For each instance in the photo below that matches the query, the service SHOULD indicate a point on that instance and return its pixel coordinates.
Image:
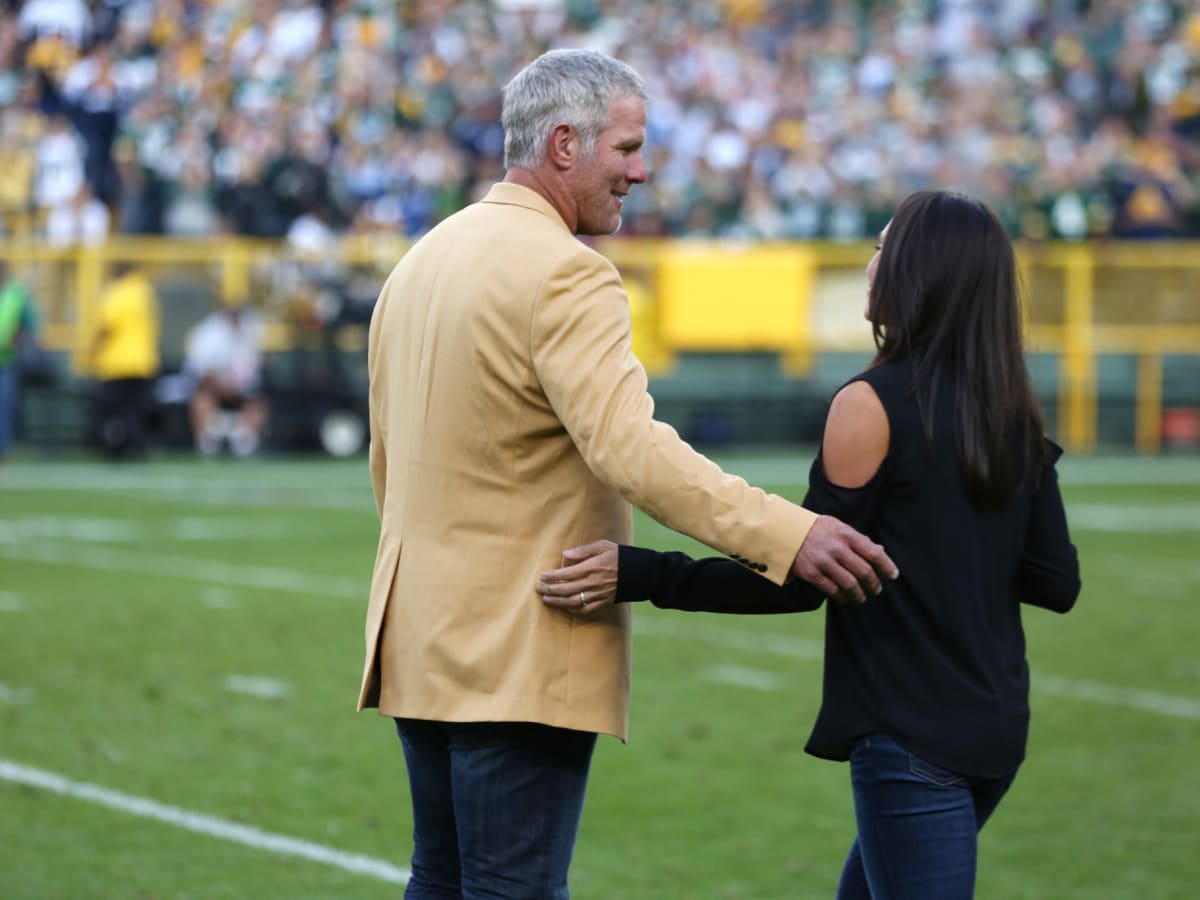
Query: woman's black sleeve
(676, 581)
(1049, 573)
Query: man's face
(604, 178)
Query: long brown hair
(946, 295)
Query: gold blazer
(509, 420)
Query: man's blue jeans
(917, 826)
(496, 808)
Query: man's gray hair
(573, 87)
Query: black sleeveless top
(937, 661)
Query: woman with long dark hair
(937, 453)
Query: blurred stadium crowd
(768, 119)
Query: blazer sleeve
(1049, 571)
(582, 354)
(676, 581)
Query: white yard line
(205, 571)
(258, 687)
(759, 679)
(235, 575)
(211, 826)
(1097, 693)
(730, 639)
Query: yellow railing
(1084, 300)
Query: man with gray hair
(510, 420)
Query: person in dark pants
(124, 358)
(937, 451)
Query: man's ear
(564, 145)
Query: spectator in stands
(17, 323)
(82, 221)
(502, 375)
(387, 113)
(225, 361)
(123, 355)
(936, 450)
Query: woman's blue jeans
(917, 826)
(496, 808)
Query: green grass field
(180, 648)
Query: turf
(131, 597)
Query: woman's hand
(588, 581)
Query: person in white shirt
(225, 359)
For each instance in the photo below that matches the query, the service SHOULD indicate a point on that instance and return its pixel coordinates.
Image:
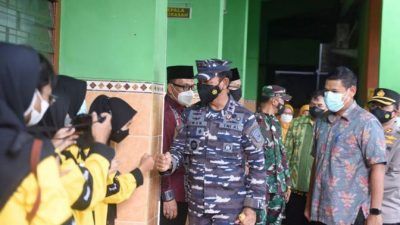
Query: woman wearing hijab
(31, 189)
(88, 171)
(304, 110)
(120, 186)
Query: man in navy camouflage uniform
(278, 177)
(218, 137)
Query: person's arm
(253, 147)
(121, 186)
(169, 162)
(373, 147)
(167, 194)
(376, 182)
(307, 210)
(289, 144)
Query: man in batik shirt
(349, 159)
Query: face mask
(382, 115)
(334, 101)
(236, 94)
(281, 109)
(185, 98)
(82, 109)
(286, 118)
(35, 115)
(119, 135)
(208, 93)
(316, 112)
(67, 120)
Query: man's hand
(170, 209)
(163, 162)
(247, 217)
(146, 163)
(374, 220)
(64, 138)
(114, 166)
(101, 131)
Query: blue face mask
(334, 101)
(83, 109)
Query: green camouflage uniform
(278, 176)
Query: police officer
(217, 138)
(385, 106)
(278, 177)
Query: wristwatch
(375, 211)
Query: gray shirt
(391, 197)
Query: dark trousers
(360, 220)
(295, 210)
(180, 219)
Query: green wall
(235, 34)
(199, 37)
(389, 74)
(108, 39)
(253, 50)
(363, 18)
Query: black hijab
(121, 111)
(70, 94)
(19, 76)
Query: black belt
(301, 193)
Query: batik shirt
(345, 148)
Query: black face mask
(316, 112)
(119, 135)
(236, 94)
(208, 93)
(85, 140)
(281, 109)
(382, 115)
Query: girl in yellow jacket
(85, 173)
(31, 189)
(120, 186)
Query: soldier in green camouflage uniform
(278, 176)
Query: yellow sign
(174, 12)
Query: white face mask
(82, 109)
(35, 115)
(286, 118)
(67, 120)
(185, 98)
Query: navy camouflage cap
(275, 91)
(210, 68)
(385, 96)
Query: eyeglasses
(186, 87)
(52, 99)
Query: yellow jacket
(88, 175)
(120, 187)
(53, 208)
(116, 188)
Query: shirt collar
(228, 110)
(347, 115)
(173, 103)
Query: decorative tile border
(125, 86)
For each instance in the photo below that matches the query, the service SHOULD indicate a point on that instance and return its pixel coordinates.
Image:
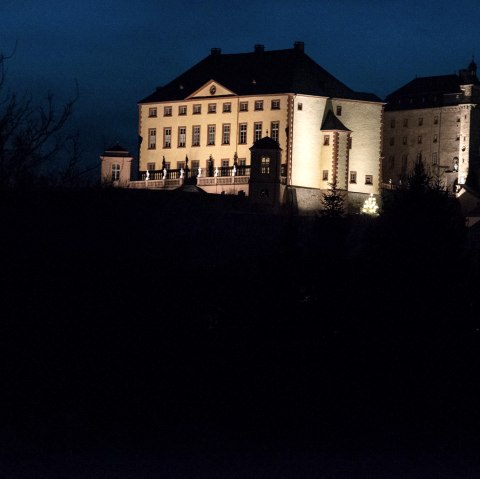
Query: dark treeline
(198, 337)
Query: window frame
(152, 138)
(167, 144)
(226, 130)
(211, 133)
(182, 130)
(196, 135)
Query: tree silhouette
★ ★ ★
Keep every word of the data as it is when you write it out, but drop the pictures.

For each instance in the photo below that matches the query, the service SHOULD indicate a point on that instance and return its pixel coordinates.
Image:
Query: woman's black sleeve
(676, 581)
(1049, 573)
Query: man's face
(604, 178)
Query: long brown hair
(946, 295)
Query: gold blazer
(509, 420)
Query: man's blue jeans
(917, 826)
(496, 808)
Query: man's gray hair
(573, 87)
Query: black sleeveless top
(937, 661)
Query: woman with long dark hair
(937, 453)
Query: blurred stadium crowd
(768, 119)
Query: blazer sleeve
(1049, 571)
(582, 354)
(676, 581)
Query: white yard line
(205, 571)
(258, 687)
(759, 679)
(235, 575)
(211, 826)
(1097, 693)
(730, 639)
Query: yellow railing
(1084, 300)
Query: man with gray hair
(510, 420)
Query: person in dark pants
(124, 358)
(937, 451)
Query: man's ear
(564, 145)
Query: spectator in stands
(17, 323)
(82, 221)
(502, 375)
(387, 113)
(225, 361)
(123, 355)
(936, 450)
Query: woman's blue jeans
(917, 826)
(496, 808)
Query: green grass field
(180, 648)
Query: turf
(131, 597)
Query: woman's hand
(588, 581)
Query: person in white shirt
(225, 359)
For each instance in the photo below that matches the query, the service SHOULD indicate a point on that instance and return its pixel coordinates.
Image:
Query: woman wearing hijab
(31, 189)
(88, 171)
(304, 110)
(120, 186)
Query: man in navy camouflage uniform
(278, 177)
(218, 137)
Query: person's arm
(253, 147)
(121, 186)
(169, 162)
(373, 147)
(167, 194)
(376, 182)
(307, 210)
(289, 144)
Query: man in batik shirt
(349, 159)
Query: face mask
(382, 115)
(334, 101)
(236, 94)
(281, 109)
(185, 98)
(82, 109)
(286, 118)
(35, 115)
(119, 135)
(208, 93)
(316, 112)
(67, 120)
Query: man's hand
(170, 209)
(163, 162)
(247, 217)
(146, 163)
(374, 220)
(64, 138)
(114, 166)
(101, 131)
Query: blue face mask
(334, 101)
(83, 109)
Query: green camouflage uniform
(278, 176)
Query: police officer
(217, 138)
(385, 106)
(278, 177)
Query: wristwatch
(375, 211)
Query: gray shirt
(391, 197)
Query: dark trousers
(360, 220)
(295, 210)
(180, 219)
Query: green wall
(235, 34)
(199, 37)
(389, 74)
(108, 39)
(253, 50)
(363, 18)
Query: black hijab
(121, 111)
(70, 94)
(19, 76)
Query: black belt
(301, 193)
Query: batik shirt
(345, 148)
Query: black face mask
(316, 112)
(119, 135)
(236, 94)
(208, 93)
(85, 140)
(281, 109)
(382, 115)
Query: girl in yellow jacket
(85, 173)
(31, 189)
(120, 186)
Query: soldier in green camouflage uniform
(278, 176)
Query: yellow sign
(174, 12)
Query: white face mask
(82, 109)
(35, 115)
(286, 118)
(67, 120)
(185, 98)
Query: navy camouflage cap
(275, 91)
(210, 68)
(385, 96)
Query: eyeglasses
(186, 87)
(52, 99)
Query: yellow jacket
(88, 175)
(120, 187)
(53, 208)
(116, 188)
Query: shirt collar
(228, 110)
(347, 115)
(173, 103)
Query: decorative tile border
(125, 86)
For each instance in the photo below that matches the query, the service SHOULD indicate a point on that instance and return its pixel coordinates.
Image:
Query: dark treeline
(198, 337)
Query: window frame
(152, 138)
(167, 144)
(226, 130)
(211, 133)
(182, 130)
(196, 135)
Query: tree silhouette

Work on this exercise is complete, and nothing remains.